►
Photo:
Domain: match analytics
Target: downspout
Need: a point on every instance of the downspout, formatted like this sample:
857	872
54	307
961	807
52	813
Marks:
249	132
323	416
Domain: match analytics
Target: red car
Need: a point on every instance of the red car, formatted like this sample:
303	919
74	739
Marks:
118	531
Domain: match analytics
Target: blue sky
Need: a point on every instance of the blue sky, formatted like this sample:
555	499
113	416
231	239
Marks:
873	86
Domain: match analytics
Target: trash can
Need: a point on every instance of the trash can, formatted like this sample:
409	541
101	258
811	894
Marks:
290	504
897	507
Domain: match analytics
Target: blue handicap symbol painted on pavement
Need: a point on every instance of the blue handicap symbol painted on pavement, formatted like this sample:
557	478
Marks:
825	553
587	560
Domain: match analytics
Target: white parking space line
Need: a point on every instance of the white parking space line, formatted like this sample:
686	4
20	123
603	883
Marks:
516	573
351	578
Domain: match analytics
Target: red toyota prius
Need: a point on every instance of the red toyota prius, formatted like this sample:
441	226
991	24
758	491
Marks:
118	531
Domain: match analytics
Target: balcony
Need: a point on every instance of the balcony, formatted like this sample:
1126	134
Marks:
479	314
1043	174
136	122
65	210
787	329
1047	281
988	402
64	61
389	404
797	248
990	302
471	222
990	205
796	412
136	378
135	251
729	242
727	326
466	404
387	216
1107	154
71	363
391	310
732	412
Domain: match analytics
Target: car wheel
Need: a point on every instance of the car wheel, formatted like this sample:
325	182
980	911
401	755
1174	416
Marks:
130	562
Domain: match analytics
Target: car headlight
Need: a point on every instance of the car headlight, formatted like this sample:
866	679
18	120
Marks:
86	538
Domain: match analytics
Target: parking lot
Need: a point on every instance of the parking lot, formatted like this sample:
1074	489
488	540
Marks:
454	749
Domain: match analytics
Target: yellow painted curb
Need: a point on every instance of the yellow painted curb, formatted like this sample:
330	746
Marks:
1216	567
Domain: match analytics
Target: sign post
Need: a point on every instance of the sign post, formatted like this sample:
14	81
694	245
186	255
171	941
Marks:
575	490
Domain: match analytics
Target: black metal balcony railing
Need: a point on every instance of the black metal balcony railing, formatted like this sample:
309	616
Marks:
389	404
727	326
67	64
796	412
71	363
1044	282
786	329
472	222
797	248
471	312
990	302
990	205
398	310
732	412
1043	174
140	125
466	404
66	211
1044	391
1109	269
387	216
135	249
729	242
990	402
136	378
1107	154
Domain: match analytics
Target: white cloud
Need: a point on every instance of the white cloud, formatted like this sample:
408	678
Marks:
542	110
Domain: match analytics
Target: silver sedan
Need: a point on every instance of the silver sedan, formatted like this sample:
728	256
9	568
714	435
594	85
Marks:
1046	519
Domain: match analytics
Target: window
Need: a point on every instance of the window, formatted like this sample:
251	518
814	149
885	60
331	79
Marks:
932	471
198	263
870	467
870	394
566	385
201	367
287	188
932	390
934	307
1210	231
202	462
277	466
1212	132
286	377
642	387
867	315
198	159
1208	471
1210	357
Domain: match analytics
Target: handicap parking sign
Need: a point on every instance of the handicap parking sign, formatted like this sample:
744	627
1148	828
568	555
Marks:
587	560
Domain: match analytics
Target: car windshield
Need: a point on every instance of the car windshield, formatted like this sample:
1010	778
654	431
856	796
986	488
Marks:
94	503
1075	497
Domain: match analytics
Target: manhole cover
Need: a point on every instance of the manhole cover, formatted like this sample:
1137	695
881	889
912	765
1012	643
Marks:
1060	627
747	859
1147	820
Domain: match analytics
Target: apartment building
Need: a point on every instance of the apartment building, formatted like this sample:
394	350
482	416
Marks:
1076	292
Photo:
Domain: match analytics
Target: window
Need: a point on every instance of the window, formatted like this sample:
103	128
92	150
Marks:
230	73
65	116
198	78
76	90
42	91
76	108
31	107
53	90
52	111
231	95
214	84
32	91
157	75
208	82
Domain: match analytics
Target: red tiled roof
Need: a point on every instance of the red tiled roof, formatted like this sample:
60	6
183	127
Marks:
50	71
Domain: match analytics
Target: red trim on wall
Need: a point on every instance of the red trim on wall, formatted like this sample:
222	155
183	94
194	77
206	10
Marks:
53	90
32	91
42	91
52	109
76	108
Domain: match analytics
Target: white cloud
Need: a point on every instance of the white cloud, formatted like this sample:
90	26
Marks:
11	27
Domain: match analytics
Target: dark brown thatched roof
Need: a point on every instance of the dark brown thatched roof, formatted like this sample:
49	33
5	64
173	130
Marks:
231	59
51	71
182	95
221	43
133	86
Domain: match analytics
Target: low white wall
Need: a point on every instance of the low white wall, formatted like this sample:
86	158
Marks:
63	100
◄
Write out the whole listing exactly.

Photo:
Domain: match analytics
Target: downspout
Need: a point on every instance of the downspout, formatted like this sample:
857	872
54	307
961	807
52	813
Marks:
249	132
323	416
Domain: match analytics
Target: red car
Need: a point on every instance of the red car, formatted like this sample:
303	919
74	739
Marks:
118	531
Domain: match analytics
Target: blue sky
Need: a point on every instance of the blue sky, formatted like this sample:
555	499
113	416
231	239
Marks:
873	86
Domain: match analytics
Target: trash can
Need: a point on every instance of the trash can, formatted like this sample:
409	541
101	258
811	894
Marks:
290	504
897	507
Domain: match analytics
Target: blue handicap symbol painted on pavement
Need: a point on every instance of the blue handicap symbol painted on pavement, formatted like this sample:
557	478
Marks:
825	553
587	560
Domain: match analytics
Target: white parking space line
Need: a point on every instance of the white parking space line, formatted like this sample:
686	4
20	123
603	883
Marks:
516	573
351	578
Domain: match analytics
Target: red toyota prius
Need: a point on every instance of the red toyota prius, formatted like this sample:
441	226
991	24
758	491
Marks:
118	531
Domain: match analytics
Target: balcony
Need: a point on every instance of the balcony, formatted like this sample:
1126	134
Marks:
479	314
1043	174
136	122
65	210
787	329
1047	281
988	402
64	61
389	404
797	248
990	302
471	222
990	205
796	412
136	378
135	251
729	242
727	326
466	404
387	216
1107	154
71	363
391	310
732	412
Domain: match analytics
Target: car wheel
Need: a point on every instance of the car wheel, formatted like this sample:
325	182
980	911
401	755
1174	416
Marks:
130	562
Domain: match analytics
Target: car headlight
Need: a point on every instance of the car headlight, formatted like this sample:
866	679
18	120
Marks:
86	538
Domain: match analytics
Target: parking lot
Need: a point on every instance of the parking lot, formatted like this sample:
1074	489
488	540
Marks:
454	749
Domain: match analytics
Target: yellow painted curb
Need: a point on every instance of the yellow painted curb, formatted like this sample:
330	746
Marks:
1216	567
Domain: match analytics
Target: sign post
Need: a point on every instance of the sign post, formatted like this sample:
14	81
694	245
186	255
171	941
Marks:
575	490
Domain: match analytics
Target: black metal balcony railing
Need: a point on every instance of the black metal balcony railing, formatted like this sample:
309	616
Marks:
389	404
727	326
67	64
796	412
71	363
1044	282
786	329
472	222
797	248
471	312
990	302
990	205
398	310
732	412
1043	174
140	125
466	404
66	211
1044	391
1109	269
387	216
135	249
729	242
990	402
136	378
1107	154
Domain: match analytics
Target: white cloud
Need: a point on every instance of the white cloud, formatted like this sample:
408	678
Marks:
542	110
Domain: match analytics
Target: silver sedan
Need: a point on every instance of the silver sedan, formatted like this sample:
728	256
9	568
714	435
594	85
Marks:
1046	519
Domain: match analytics
Target: window
Need: a point on every instance of the window, formatted like this sample:
251	518
814	149
885	60
331	79
Marks:
932	471
198	263
870	467
870	394
566	385
201	367
287	188
932	390
934	307
1210	231
202	462
277	466
1212	132
286	377
642	387
867	315
198	159
1208	471
1210	357
Domain: match analytics
Target: handicap parking sign
Need: a point on every instance of the handicap parking sign, formatted like this sample:
744	627
1148	828
568	555
Marks:
587	560
Domain: match analytics
Target: car windshield
Need: a point on every instance of the car windshield, formatted like this sample:
1010	778
654	431
856	796
986	488
Marks:
94	503
1075	497
Domain: match analytics
Target: manhole cover
Need: a point on every instance of the manhole cover, formatted like this sample:
1137	695
881	889
912	765
1012	643
Marks:
1060	627
747	859
1147	820
Domain: match analytics
Target: apartment building
Need: a point on every instance of the apartment building, formatted like this sample:
394	350
482	416
Marks:
1076	292
Photo:
Domain: match analytics
Target: window
Need: a point on every instance of the window, formatted like this sample:
103	128
92	150
Marks:
230	73
65	116
198	78
76	90
42	91
76	108
31	107
53	90
52	111
231	95
214	84
32	91
157	75
208	82
Domain: match analytics
Target: red tiled roof
Need: a point on every instance of the red tiled roof, formatted like this sample:
60	6
183	127
Marks:
50	71
Domain: match analytics
Target: red trim on wall
Need: a point on every instance of the red trim on wall, formatted like this sample:
222	155
183	94
194	77
206	10
Marks:
53	90
32	91
42	91
52	109
76	108
Domain: match analytics
Target: white cloud
Need: a point on every instance of the white cloud, formatted like this sample:
90	26
Marks:
11	27
Domain: match analytics
Target: dark brown thatched roof
Need: a point on every instance of the dark brown thatched roof, formatted like this sample:
49	33
5	64
173	130
Marks:
231	59
51	71
182	95
221	43
133	86
Domain: match analytics
Target: low white wall
Need: a point on every instance of the low white wall, formatted like this sample:
86	158
Marks:
63	100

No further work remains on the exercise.